Rewrite every one of the records with "laid out as in this sample" replaced by "formatted as in this example", leaving everything else unchanged.

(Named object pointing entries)

********************

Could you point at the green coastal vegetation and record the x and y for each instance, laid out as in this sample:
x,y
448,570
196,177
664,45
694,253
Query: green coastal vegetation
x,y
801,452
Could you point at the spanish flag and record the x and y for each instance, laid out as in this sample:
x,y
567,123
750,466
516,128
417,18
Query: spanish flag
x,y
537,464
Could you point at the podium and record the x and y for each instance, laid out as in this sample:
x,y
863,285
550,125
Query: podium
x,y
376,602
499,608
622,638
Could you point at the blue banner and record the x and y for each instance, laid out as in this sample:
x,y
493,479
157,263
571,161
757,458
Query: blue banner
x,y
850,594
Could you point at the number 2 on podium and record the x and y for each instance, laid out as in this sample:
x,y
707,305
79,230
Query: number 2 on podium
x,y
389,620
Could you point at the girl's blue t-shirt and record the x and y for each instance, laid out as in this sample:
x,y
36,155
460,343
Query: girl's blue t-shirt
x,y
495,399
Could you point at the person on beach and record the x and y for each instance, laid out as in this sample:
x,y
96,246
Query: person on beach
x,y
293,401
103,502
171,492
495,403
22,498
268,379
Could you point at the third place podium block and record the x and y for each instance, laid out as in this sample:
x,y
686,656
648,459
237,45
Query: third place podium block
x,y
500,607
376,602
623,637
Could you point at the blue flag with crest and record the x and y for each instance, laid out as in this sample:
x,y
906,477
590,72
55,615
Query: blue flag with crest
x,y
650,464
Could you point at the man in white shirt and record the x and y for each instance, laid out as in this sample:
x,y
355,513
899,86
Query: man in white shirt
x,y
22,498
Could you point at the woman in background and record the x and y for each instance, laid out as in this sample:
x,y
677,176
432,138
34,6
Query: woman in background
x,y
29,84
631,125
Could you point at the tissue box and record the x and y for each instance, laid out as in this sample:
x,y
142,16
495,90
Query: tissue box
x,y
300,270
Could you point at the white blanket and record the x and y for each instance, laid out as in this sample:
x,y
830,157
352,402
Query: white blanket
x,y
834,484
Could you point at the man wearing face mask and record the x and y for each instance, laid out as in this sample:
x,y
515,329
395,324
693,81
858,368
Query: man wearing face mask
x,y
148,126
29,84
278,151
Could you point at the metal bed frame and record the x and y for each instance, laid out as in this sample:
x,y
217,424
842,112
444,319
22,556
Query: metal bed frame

********************

• SOLUTION FOR THIS EXERCISE
Could you point at the green coastal vegetation and record the x and y for each instance, formatted as in this example:
x,y
448,570
196,177
664,45
694,253
Query: green coastal vegetation
x,y
801,452
Could you point at the spanish flag and record the x and y for each instance, formatted as in this example:
x,y
567,123
750,466
516,128
417,18
Query: spanish flag
x,y
537,464
Could you point at the podium and record the x and y for each instance, formatted as in this example:
x,y
863,285
550,125
Query: podium
x,y
376,602
499,608
622,638
Could you point at the blue banner and record the x and y for each instance, formatted as in this example:
x,y
493,479
157,263
571,161
757,458
Query: blue banner
x,y
850,594
Could you point at the number 2 on podium and record the x and y for each instance, formatted as in this example:
x,y
707,305
79,230
Query: number 2 on podium
x,y
389,620
Could you point at the girl's blue t-shirt and record the x and y for each instance, formatted as in this example:
x,y
36,155
460,343
Query: girl's blue t-shirt
x,y
495,399
Could you point at the person on beach and record the x and y for each instance, formatted as in this example:
x,y
96,246
Query: person on beach
x,y
293,401
103,502
171,492
495,403
22,498
268,379
Could you point at the third place podium block and record the x and y for each instance, formatted as in this example:
x,y
686,656
648,459
237,45
Query: third place podium block
x,y
500,607
376,602
623,637
Could you point at the blue flag with crest and record the x and y for each instance, formatted as in this example:
x,y
906,477
590,72
55,615
Query: blue flag with crest
x,y
650,464
Could you point at the man in white shirt and record the x and y for each instance, formatted as in this example:
x,y
355,513
899,86
Query: man in white shirt
x,y
22,498
Could you point at the woman in background and record the x and y for each instance, formatted as in this example:
x,y
677,176
432,138
34,6
Query: woman in background
x,y
29,84
631,125
Could you point at the tissue box and record the x and y for each instance, formatted as in this example:
x,y
142,16
495,90
Query: tissue box
x,y
300,270
Could you point at the white blanket and record the x and y for each instance, formatted as in this example:
x,y
830,157
352,402
Query: white blanket
x,y
834,484
Could you point at the man wearing face mask and record the x and y for each instance, formatted as in this example:
x,y
515,329
395,324
693,81
858,368
Query: man wearing face mask
x,y
148,126
29,84
278,151
Could you point at the metal bed frame and record the x and y for each instance, formatted as in this example:
x,y
217,424
842,112
444,319
22,556
Query: metal bed frame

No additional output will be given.